# STATED TASK
Please list each line in the items below that contains the word "mountain", copying the whole line. Case counts.
====== LISTED ENTRIES
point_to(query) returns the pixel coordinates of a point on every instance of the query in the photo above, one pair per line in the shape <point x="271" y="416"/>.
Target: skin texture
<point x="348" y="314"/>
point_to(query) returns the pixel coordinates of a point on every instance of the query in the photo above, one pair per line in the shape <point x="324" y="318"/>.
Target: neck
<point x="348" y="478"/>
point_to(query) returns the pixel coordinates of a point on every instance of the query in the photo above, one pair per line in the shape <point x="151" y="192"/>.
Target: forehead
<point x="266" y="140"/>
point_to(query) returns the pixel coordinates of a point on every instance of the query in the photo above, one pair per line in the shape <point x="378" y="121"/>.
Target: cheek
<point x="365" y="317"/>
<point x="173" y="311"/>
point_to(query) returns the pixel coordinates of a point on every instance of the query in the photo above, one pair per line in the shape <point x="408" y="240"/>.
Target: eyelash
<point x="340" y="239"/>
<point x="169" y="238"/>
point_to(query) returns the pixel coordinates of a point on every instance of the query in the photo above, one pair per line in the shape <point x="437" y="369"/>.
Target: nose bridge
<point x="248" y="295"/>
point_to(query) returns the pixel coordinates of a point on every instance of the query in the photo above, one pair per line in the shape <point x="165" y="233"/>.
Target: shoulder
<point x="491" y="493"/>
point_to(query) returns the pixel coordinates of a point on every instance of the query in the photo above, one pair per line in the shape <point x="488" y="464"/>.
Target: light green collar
============
====== LISTED ENTRIES
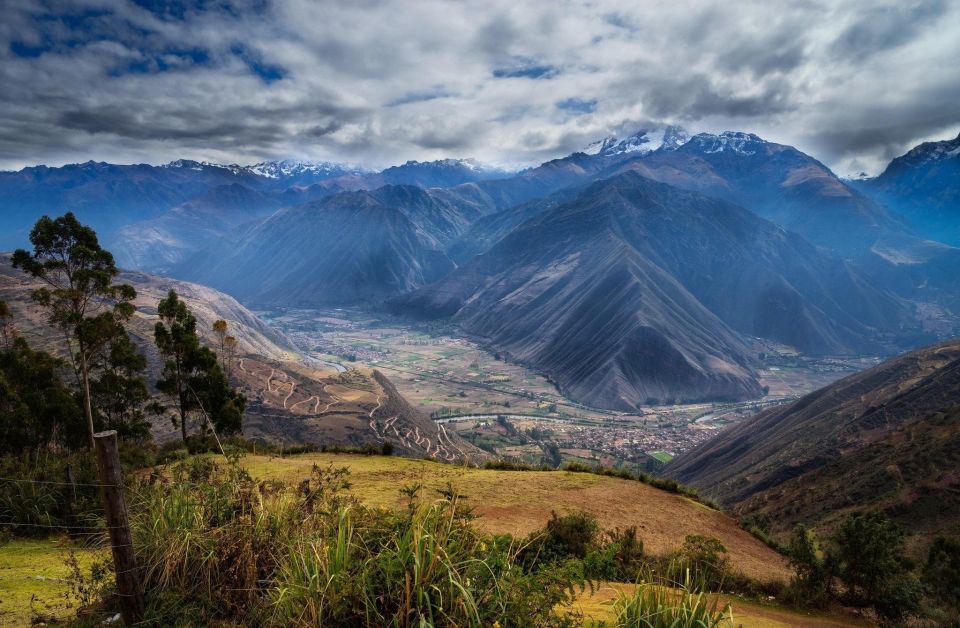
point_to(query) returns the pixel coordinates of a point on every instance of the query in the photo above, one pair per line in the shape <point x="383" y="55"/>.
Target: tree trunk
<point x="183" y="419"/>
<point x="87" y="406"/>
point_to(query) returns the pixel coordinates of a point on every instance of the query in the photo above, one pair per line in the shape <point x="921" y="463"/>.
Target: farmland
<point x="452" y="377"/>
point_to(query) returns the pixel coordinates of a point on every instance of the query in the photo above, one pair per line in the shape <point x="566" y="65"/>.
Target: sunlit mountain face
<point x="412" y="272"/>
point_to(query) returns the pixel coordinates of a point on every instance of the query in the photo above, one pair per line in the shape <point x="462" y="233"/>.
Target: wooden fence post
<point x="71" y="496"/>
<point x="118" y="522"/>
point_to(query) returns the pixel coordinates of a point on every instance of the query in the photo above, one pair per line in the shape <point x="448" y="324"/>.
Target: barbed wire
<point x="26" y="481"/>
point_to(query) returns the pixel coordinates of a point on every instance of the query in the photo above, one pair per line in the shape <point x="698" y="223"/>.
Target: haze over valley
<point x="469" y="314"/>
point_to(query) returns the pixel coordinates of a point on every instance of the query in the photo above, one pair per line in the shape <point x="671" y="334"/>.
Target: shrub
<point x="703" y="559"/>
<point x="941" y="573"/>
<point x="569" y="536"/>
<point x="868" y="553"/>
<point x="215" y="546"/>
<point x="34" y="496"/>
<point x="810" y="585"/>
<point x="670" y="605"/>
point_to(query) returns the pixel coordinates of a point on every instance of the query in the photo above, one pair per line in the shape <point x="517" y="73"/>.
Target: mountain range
============
====== LISTED ENTRIES
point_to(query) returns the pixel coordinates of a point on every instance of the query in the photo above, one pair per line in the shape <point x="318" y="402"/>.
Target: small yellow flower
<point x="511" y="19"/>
============
# RESPONSE TO THIS EXERCISE
Target: sunlit mountain face
Target: mountain range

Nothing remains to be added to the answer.